No artist, however, has teetered on the MJL for as long as Prince. It’s been tough to watch. From taking a Sharpie to his chiseled li’l cheek to renaming himself a squiggle of doodle-pad art to putting on a string of avant-shitty concerts, the 45-year-old Paisley Parker has spent the past decade threatening to take the joy out of—and inject new meaning into—“Let’s Go Crazy.” With the Gloved One moonwalking through a morass of scabby nose jobs, suspect sleepovers, and accusatory kiddies, we need Prince, the true King of Pop, now more than ever. I didn’t like losing Off the Wall, but saying goodbye to 1999 would be devastating.

For whatever reason—maybe he just got tired of Andre 3000 nicking his shit—Prince seems to be playing (relatively) normal again. In February, he shook his teeny bum with Beyoncé at the Grammys. A few weeks later, he turned in a mesmerizing solo during “While My Guitar Gently Weeps” at the Rock and Roll Hall of Fame awards. The wee genius is even letting a slave-driving major label, Columbia, distribute his music again—another reason why he hasn’t whipped up this kind of pub since he introduced the world to Apollonia’s boobies.

#### Data rows
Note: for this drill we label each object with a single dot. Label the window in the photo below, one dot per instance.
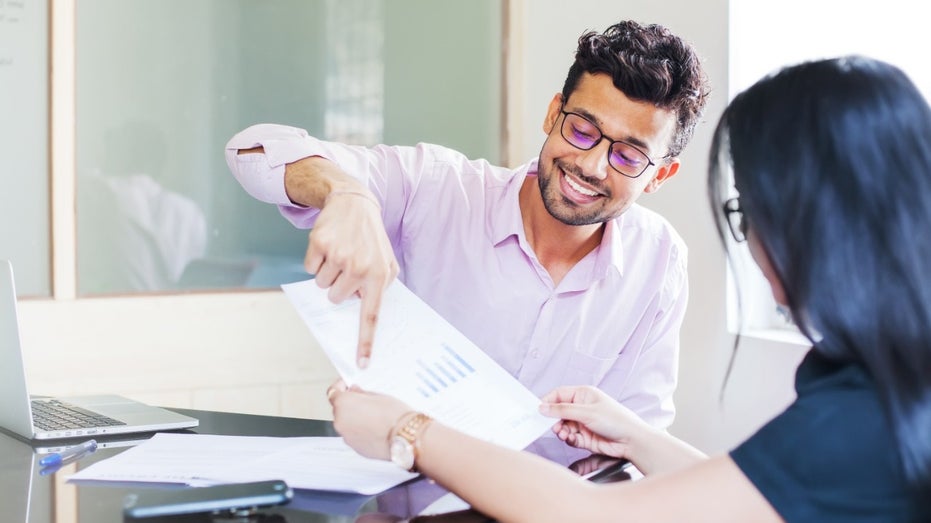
(24, 176)
(158, 95)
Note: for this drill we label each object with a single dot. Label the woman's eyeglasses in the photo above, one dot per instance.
(735, 219)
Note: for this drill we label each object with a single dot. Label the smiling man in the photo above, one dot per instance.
(551, 268)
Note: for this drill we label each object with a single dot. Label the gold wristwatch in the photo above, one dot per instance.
(404, 442)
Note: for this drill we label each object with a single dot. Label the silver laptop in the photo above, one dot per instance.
(45, 418)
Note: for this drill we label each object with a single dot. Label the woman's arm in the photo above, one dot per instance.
(517, 486)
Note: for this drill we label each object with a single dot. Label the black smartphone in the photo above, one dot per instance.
(234, 498)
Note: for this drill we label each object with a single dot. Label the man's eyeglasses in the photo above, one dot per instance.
(735, 220)
(625, 158)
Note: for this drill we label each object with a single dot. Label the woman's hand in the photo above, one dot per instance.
(365, 419)
(592, 420)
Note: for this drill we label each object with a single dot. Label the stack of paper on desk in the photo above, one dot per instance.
(421, 359)
(417, 357)
(203, 459)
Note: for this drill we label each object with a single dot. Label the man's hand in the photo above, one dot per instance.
(592, 420)
(350, 254)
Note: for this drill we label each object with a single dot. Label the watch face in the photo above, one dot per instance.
(402, 453)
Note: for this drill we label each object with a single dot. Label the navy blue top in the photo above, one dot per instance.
(831, 456)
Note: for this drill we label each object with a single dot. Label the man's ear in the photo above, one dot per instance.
(552, 113)
(663, 172)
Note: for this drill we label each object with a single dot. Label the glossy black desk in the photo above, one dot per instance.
(28, 496)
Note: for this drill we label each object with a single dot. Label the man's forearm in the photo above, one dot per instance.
(310, 180)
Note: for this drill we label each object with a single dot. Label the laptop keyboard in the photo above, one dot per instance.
(55, 415)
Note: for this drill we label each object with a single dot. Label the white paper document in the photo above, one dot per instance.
(419, 358)
(317, 463)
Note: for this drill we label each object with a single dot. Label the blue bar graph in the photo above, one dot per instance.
(441, 373)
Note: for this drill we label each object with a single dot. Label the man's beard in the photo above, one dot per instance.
(565, 211)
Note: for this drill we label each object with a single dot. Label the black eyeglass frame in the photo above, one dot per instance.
(603, 136)
(734, 217)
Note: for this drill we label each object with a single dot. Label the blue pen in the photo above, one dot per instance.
(69, 454)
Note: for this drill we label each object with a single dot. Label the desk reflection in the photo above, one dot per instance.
(29, 496)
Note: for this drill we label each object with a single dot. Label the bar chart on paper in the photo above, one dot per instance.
(434, 375)
(419, 358)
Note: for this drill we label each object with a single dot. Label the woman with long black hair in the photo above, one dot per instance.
(824, 169)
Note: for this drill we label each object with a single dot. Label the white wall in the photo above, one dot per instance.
(249, 352)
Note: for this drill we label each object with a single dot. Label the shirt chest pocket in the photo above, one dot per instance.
(586, 369)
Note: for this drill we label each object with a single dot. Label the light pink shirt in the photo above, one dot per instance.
(455, 224)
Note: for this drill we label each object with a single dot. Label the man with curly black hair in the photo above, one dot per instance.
(551, 267)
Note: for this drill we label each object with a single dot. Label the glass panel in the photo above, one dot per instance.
(159, 95)
(24, 175)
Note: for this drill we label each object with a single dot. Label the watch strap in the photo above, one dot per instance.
(410, 430)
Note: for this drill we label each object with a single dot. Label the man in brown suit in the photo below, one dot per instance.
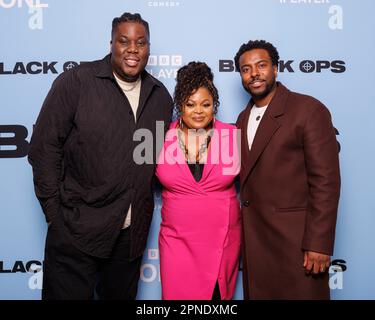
(290, 183)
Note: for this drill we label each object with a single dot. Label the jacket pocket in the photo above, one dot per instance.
(291, 209)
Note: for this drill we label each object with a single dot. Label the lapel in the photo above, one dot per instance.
(268, 126)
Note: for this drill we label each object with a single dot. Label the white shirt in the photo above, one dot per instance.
(132, 91)
(253, 123)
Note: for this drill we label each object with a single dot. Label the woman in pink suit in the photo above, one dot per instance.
(200, 233)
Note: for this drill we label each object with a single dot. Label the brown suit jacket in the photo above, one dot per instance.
(290, 186)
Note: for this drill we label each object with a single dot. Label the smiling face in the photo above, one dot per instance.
(198, 110)
(130, 50)
(258, 75)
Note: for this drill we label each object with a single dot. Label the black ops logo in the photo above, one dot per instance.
(305, 66)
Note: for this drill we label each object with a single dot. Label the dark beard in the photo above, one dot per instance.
(265, 93)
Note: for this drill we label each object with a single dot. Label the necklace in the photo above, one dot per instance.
(202, 148)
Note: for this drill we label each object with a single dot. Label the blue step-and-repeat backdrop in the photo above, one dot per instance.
(327, 50)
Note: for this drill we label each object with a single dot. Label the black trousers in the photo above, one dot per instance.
(69, 273)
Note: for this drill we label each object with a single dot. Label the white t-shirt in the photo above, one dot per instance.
(132, 90)
(255, 117)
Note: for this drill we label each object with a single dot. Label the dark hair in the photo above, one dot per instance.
(190, 78)
(257, 44)
(129, 17)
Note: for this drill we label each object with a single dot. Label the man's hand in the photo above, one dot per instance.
(315, 262)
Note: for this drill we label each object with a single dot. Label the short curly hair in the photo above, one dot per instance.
(257, 44)
(129, 17)
(190, 78)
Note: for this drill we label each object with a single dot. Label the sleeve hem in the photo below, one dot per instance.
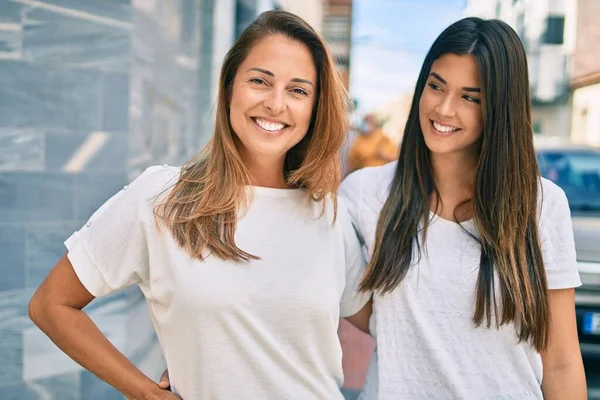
(84, 268)
(564, 282)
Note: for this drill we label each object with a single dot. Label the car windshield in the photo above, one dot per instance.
(577, 172)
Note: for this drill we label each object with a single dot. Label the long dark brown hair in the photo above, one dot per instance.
(505, 196)
(203, 207)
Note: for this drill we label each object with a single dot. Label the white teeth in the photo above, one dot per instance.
(444, 128)
(269, 126)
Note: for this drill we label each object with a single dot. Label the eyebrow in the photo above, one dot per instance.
(269, 73)
(466, 89)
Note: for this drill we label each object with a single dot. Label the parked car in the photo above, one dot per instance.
(576, 169)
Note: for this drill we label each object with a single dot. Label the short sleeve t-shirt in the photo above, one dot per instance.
(264, 329)
(427, 345)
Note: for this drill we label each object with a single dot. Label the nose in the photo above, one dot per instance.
(275, 101)
(446, 107)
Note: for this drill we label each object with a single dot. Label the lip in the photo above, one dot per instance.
(270, 133)
(440, 133)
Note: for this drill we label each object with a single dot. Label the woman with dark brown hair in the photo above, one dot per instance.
(472, 254)
(244, 255)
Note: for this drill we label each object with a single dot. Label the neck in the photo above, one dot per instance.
(454, 176)
(267, 173)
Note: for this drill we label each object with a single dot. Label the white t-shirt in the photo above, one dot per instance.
(427, 345)
(266, 329)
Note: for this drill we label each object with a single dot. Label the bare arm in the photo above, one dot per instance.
(361, 318)
(56, 308)
(564, 375)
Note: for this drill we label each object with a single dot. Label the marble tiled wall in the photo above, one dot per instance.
(91, 93)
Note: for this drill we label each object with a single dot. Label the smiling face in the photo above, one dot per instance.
(272, 99)
(450, 109)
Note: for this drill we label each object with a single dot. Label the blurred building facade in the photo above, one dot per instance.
(584, 69)
(337, 30)
(91, 93)
(541, 27)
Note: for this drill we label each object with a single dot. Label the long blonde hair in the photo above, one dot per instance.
(202, 209)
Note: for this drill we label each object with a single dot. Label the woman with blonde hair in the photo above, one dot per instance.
(244, 254)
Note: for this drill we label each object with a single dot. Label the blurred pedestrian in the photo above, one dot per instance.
(371, 147)
(243, 269)
(472, 254)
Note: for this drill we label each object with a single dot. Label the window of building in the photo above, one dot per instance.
(555, 29)
(337, 28)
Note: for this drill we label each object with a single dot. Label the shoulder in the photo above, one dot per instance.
(155, 181)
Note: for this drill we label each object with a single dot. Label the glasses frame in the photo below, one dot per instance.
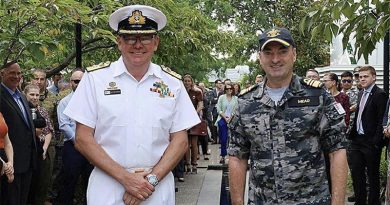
(347, 81)
(129, 39)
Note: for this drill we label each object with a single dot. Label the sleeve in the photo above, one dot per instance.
(239, 144)
(83, 106)
(332, 126)
(49, 125)
(185, 115)
(381, 108)
(65, 124)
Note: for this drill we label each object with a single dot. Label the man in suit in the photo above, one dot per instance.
(367, 138)
(21, 132)
(213, 96)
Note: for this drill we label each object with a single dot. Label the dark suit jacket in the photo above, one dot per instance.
(21, 134)
(372, 118)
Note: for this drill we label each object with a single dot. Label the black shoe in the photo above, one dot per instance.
(351, 198)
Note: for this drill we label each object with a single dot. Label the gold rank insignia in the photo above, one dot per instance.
(112, 89)
(312, 83)
(98, 66)
(137, 18)
(162, 89)
(273, 33)
(171, 72)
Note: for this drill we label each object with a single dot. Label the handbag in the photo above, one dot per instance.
(199, 129)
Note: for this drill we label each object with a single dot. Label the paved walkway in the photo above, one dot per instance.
(204, 188)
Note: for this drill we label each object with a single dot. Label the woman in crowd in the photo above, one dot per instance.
(44, 133)
(331, 82)
(237, 88)
(7, 161)
(227, 103)
(196, 97)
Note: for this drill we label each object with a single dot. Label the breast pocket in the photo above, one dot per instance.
(163, 112)
(113, 110)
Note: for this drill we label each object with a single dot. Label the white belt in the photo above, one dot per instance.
(139, 169)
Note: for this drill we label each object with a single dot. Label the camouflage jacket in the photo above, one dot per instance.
(285, 143)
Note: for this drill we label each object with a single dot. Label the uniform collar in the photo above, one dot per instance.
(152, 70)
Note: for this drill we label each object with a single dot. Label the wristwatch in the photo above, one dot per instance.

#### Parts of the exercise
• 1. Repeat the passage of the piece on Prince from "No artist, however, has" up to and including "would be devastating.".
• 2. Condense the paragraph of the piece on Prince that begins "For whatever reason" into a short bulleted list that keeps its main facts.
• 3. In the piece on Prince, at which event did he play a solo during "While My Guitar Gently Weeps"?

#### Outputs in order
• 1.
No artist, however, has teetered on the MJL for as long as Prince. It’s been tough to watch. From taking a Sharpie to his chiseled li’l cheek to renaming himself a squiggle of doodle-pad art to putting on a string of avant-shitty concerts, the 45-year-old Paisley Parker has spent the past decade threatening to take the joy out of—and inject new meaning into—“Let’s Go Crazy.” With the Gloved One moonwalking through a morass of scabby nose jobs, suspect sleepovers, and accusatory kiddies, we need Prince, the true King of Pop, now more than ever. I didn’t like losing Off the Wall, but saying goodbye to 1999 would be devastating.

• 2.
- Prince seems to be acting (relatively) normal again.
- In February, he danced with Beyoncé at the Grammys.
- A few weeks later, he played a mesmerizing solo during "While My Guitar Gently Weeps" at the Rock and Roll Hall of Fame awards.
- He is letting a major label, Columbia, distribute his music again.
- He hasn't drawn this much publicity since he introduced the world to Apollonia.

• 3. At the Rock and Roll Hall of Fame awards.